**Task objective:** Reproduce the material below line for line, with every character unchanged.

**Dataset content:**
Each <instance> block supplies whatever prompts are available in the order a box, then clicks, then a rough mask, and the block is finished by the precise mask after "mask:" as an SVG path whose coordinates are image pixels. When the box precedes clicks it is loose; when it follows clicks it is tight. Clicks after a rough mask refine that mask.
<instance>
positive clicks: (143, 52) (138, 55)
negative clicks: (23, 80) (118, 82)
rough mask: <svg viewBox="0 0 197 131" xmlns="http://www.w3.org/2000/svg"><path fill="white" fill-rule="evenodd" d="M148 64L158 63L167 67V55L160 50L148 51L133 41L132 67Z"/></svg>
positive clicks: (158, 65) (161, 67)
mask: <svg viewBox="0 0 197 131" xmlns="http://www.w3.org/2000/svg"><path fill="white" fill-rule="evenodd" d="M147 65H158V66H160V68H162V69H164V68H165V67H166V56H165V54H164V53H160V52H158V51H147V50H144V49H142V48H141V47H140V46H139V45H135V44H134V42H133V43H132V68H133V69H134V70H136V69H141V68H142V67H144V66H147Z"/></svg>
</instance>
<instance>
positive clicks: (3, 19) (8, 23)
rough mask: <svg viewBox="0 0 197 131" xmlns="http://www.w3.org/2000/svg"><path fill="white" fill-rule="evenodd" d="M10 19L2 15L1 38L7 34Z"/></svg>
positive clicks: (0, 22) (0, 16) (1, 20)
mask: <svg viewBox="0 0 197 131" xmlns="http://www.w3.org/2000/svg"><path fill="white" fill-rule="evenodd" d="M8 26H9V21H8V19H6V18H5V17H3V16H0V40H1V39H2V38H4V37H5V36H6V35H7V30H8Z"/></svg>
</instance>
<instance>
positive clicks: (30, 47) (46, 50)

**Task response:**
Each <instance> block supplies whatever prompts are available in the order a box, then clicks, then a rough mask, and the block is finished by the precise mask after "mask:" as an SVG path whose coordinates are image pixels. When the box precedes clicks it is loose; when it follows clicks it is tight. Clicks after a rough mask refine that mask.
<instance>
positive clicks: (143, 52) (138, 55)
negative clicks: (23, 80) (118, 82)
rough mask: <svg viewBox="0 0 197 131" xmlns="http://www.w3.org/2000/svg"><path fill="white" fill-rule="evenodd" d="M148 64L158 63L167 67V55L160 50L148 51L133 41L132 67Z"/></svg>
positive clicks: (158, 65) (161, 67)
mask: <svg viewBox="0 0 197 131" xmlns="http://www.w3.org/2000/svg"><path fill="white" fill-rule="evenodd" d="M147 65H158V66H160V68H162V69H164V68H165V67H166V56H165V54H164V53H160V52H158V51H147V50H144V49H142V48H141V47H140V46H139V45H135V44H134V42H133V43H132V68H133V69H134V70H136V69H141V68H142V67H144V66H147Z"/></svg>
</instance>
<instance>
positive clicks: (3, 19) (8, 23)
rough mask: <svg viewBox="0 0 197 131" xmlns="http://www.w3.org/2000/svg"><path fill="white" fill-rule="evenodd" d="M10 19L2 15L1 38L7 34Z"/></svg>
positive clicks: (0, 22) (0, 16) (1, 20)
mask: <svg viewBox="0 0 197 131" xmlns="http://www.w3.org/2000/svg"><path fill="white" fill-rule="evenodd" d="M8 26H9V21H8V19H6V18H5V17H3V16H0V40H1V39H2V38H4V37H5V36H6V35H7V30H8Z"/></svg>
</instance>
<instance>
positive clicks: (30, 47) (46, 50)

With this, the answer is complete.